Указания и требования
Соберите все строки записей, содержащие слово «region». Регистр букв учитывается.

________

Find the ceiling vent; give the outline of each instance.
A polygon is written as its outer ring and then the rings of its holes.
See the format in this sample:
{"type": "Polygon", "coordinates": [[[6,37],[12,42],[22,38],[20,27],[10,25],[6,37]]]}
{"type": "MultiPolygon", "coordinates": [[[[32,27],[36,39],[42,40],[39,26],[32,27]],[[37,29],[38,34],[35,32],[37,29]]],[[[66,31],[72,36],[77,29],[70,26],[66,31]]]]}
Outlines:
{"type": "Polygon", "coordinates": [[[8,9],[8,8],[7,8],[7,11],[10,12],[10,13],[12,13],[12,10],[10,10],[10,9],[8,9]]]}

________

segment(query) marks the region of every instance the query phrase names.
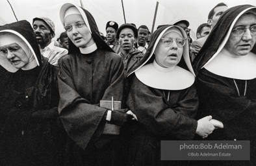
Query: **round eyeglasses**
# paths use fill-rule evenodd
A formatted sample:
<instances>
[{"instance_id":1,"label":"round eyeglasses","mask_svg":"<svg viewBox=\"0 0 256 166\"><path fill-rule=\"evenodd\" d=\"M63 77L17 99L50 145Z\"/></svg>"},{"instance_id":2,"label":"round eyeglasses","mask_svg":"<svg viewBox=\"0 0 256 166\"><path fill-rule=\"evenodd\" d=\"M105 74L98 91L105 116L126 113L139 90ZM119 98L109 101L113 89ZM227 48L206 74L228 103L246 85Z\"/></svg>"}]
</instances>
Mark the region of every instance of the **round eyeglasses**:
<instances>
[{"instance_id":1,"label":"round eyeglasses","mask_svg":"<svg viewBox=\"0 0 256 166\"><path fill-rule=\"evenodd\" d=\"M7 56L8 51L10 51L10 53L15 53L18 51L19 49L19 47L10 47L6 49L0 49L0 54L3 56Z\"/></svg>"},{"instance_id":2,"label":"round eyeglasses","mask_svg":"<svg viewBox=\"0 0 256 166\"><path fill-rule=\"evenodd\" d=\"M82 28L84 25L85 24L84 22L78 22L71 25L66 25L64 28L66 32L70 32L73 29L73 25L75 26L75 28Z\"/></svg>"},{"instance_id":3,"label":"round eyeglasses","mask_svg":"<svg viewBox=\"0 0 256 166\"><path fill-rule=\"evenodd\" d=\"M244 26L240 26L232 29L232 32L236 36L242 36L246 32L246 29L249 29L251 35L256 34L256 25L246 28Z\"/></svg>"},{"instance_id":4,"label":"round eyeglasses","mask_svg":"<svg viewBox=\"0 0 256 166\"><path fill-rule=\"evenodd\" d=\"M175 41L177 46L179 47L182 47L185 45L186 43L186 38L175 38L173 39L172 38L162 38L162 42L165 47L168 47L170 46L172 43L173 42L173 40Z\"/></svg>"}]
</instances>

________

Результат задания
segment(query) marks the region of every instance the query phrase names.
Mark the region of every instance of the **round eyeglasses**:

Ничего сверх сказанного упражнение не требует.